* DO THIS *
Extract each line of the data below exactly as written.

[Dataset records about object locations]
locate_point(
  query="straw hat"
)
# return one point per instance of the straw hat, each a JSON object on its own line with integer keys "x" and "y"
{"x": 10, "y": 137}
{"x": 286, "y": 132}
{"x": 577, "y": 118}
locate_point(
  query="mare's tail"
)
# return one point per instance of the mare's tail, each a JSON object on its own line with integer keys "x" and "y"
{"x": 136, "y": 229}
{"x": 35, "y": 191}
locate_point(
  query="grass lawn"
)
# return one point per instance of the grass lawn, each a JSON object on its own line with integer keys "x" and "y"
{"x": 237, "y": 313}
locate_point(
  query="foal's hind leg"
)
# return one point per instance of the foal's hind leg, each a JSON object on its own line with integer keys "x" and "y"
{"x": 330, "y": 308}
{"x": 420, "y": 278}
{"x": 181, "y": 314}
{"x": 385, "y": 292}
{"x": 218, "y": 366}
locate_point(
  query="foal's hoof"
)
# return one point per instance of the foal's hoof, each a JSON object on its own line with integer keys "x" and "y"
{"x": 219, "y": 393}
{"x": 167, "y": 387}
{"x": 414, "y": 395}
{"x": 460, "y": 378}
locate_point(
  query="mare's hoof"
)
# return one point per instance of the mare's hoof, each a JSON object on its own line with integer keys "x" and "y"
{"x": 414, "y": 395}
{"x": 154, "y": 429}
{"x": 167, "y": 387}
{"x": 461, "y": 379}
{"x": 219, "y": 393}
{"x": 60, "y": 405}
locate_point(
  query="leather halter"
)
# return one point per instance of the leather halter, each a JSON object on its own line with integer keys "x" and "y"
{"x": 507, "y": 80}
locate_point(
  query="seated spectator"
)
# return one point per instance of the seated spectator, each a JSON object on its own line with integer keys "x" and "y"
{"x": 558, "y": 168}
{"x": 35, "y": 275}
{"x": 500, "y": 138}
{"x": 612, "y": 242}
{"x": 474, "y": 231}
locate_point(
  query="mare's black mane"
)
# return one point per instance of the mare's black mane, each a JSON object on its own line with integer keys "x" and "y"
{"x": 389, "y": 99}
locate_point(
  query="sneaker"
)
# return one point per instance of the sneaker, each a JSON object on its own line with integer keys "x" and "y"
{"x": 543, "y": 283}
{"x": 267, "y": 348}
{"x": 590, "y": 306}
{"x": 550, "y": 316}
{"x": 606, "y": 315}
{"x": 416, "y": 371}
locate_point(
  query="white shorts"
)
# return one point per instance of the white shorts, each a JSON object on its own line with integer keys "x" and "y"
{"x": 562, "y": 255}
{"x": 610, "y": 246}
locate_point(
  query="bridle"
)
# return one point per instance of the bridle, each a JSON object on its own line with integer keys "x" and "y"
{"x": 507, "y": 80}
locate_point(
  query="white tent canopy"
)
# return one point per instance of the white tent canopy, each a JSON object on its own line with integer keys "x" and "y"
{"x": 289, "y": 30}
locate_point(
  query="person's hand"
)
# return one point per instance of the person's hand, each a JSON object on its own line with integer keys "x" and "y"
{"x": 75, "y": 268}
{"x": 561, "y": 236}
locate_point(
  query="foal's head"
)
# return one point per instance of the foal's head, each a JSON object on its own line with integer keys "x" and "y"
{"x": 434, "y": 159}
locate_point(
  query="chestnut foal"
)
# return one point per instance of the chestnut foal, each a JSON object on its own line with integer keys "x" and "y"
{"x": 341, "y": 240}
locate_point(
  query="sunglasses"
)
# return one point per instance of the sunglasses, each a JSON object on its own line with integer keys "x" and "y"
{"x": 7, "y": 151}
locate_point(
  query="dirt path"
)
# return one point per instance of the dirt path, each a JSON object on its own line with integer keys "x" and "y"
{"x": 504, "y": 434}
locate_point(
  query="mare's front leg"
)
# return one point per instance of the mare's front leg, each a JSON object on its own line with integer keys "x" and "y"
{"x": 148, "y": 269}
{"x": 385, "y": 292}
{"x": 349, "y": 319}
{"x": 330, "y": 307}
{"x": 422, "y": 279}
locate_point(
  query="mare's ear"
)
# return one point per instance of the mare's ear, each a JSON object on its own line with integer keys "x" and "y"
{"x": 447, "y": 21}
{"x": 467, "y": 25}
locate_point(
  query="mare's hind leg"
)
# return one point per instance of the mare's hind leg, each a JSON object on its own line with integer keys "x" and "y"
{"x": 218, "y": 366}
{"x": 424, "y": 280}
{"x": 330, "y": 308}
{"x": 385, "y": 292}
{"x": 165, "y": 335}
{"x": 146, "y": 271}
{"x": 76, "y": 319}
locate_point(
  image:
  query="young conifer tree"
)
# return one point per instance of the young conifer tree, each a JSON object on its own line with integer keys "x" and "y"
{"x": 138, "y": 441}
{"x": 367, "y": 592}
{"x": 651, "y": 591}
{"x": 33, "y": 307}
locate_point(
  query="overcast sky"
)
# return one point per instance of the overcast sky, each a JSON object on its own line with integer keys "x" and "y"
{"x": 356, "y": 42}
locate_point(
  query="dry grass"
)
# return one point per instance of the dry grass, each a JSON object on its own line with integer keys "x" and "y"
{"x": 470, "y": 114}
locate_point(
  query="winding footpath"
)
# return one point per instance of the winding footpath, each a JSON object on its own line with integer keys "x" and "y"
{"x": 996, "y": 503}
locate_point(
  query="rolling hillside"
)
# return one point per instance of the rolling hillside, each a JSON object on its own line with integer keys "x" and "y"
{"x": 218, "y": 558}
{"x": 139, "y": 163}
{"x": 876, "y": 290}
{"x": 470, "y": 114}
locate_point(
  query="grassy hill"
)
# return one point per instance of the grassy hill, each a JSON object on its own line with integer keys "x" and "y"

* SOLVED EXERCISE *
locate_point(
  query="straw hat"
)
# return one point per instance of the straw hat, each a JSON object on its own line with integer keys "x" and "y"
{"x": 10, "y": 137}
{"x": 286, "y": 132}
{"x": 577, "y": 118}
locate_point(
  query="mare's tail"
)
# return one point per instance of the mare's tail, each a JSON object on its own line with integer keys "x" and "y"
{"x": 136, "y": 229}
{"x": 35, "y": 191}
locate_point(
  query="grass lawn"
)
# return one point per instance of the grass lawn, each a JSON object on its own line with integer keys "x" and "y"
{"x": 237, "y": 313}
locate_point(
  query="foal's hind leg"
)
# return one point per instance of the foal's hind leg, each a JSON object on its own line with integer keys "x" and "y"
{"x": 330, "y": 308}
{"x": 420, "y": 278}
{"x": 181, "y": 314}
{"x": 385, "y": 292}
{"x": 218, "y": 366}
locate_point(
  query="foal's hoof"
)
# return one point per instance of the foal's hoof, each a JSON object on its own line with integer keys "x" and "y"
{"x": 219, "y": 393}
{"x": 167, "y": 387}
{"x": 414, "y": 395}
{"x": 460, "y": 378}
locate_point(
  query="mare's hoof"
)
# return one point per instance of the mare's hoof, each a JSON object on its own line with integer keys "x" and "y"
{"x": 414, "y": 395}
{"x": 154, "y": 429}
{"x": 167, "y": 387}
{"x": 461, "y": 379}
{"x": 219, "y": 393}
{"x": 60, "y": 405}
locate_point(
  query="leather halter"
)
# return one point per instance of the leather halter, each a JSON object on its own line with integer keys "x" and "y"
{"x": 507, "y": 80}
locate_point(
  query="seated spectator"
)
# return one point per instance of the seated spectator, each a JSON object on its own line with integer keys "x" and "y"
{"x": 558, "y": 168}
{"x": 35, "y": 275}
{"x": 500, "y": 138}
{"x": 612, "y": 242}
{"x": 474, "y": 231}
locate_point(
  query="mare's black mane"
)
# return one point per instance of the mare's black mane, each a JSON object on its own line with integer keys "x" and "y"
{"x": 389, "y": 99}
locate_point(
  query="sneaker"
)
# return one point per instance of the sneaker, each a JSON object on its own line with integer keys "x" and "y"
{"x": 543, "y": 283}
{"x": 267, "y": 348}
{"x": 590, "y": 306}
{"x": 550, "y": 316}
{"x": 606, "y": 315}
{"x": 416, "y": 371}
locate_point(
  query="white shorts"
)
# return one point per instance of the white shorts, each a JSON object on its own line with integer keys "x" and "y"
{"x": 562, "y": 255}
{"x": 610, "y": 246}
locate_point(
  query="bridle"
)
# return one point per instance of the bridle, each a JSON object on its own line with integer keys "x" and "y"
{"x": 507, "y": 80}
locate_point(
  query="white tent canopy"
)
# return one point per instance of the white tent canopy, each a JSON object on its own line with integer keys "x" and "y"
{"x": 289, "y": 30}
locate_point(
  query="person's hand"
)
# return one point per instance of the person's hand, each a JSON object on its own line with integer keys "x" and "y"
{"x": 75, "y": 268}
{"x": 561, "y": 236}
locate_point(
  query="foal's head"
)
# return one point per instance of the foal's head, each a JSON object on its own line with integer keys "x" and "y"
{"x": 434, "y": 159}
locate_point(
  query="chestnut foal"
)
# return one point per instance of the chestnut foal, each a JSON object on its own line with integer keys "x" and "y"
{"x": 341, "y": 240}
locate_point(
  query="sunglasses"
)
# return one point per instance of the sunglasses, each a JSON object on its own line with integer keys "x" and "y"
{"x": 7, "y": 151}
locate_point(
  query="dirt path"
)
# return one point per instance of the dirt path, each a JSON object on its own line with integer keys "x" and "y"
{"x": 504, "y": 434}
locate_point(
  query="mare's front leg"
)
# return one point per instance of the mare's front leg, each a JSON object on its own line with integer keys "x" and "y"
{"x": 148, "y": 269}
{"x": 385, "y": 292}
{"x": 349, "y": 319}
{"x": 330, "y": 307}
{"x": 422, "y": 279}
locate_point(
  query="mare's ear"
)
# return one point per instance of the mare's ear, each a JSON object on its own line with integer keys "x" and "y"
{"x": 447, "y": 21}
{"x": 467, "y": 25}
locate_point(
  query="mare's hind leg"
)
# return one point per instance of the mare's hind leg, each a JSON object on its own line with integer keys "x" and "y"
{"x": 218, "y": 366}
{"x": 424, "y": 280}
{"x": 330, "y": 308}
{"x": 385, "y": 292}
{"x": 165, "y": 335}
{"x": 146, "y": 271}
{"x": 76, "y": 319}
locate_point(
  image:
  query="young conifer tree"
)
# return one point per instance of the young conifer tree, each a JSON object on its own line with integer keys "x" and "y"
{"x": 138, "y": 441}
{"x": 367, "y": 592}
{"x": 651, "y": 591}
{"x": 33, "y": 307}
locate_point(
  query="overcast sky"
)
# return one point per instance of the overcast sky, each a JSON object on its own line with integer keys "x" and "y"
{"x": 356, "y": 42}
locate_point(
  query="dry grass"
)
# return one point per instance of the dry grass, each a JSON object on its own line with integer keys "x" and "y"
{"x": 470, "y": 114}
locate_point(
  query="winding footpath"
)
# return one point per instance of the winding footpath, each a JSON object on its own line with integer keys "x" and "y"
{"x": 996, "y": 503}
locate_point(
  query="rolling hillside"
)
# return one point per instance of the rolling hillside, each a JSON object on its own line with integer keys "x" and "y"
{"x": 218, "y": 558}
{"x": 139, "y": 163}
{"x": 876, "y": 290}
{"x": 470, "y": 114}
locate_point(
  query="grassy hill"
)
# return one point per instance of the grassy hill, each a JSON object on its own line with integer keys "x" and "y"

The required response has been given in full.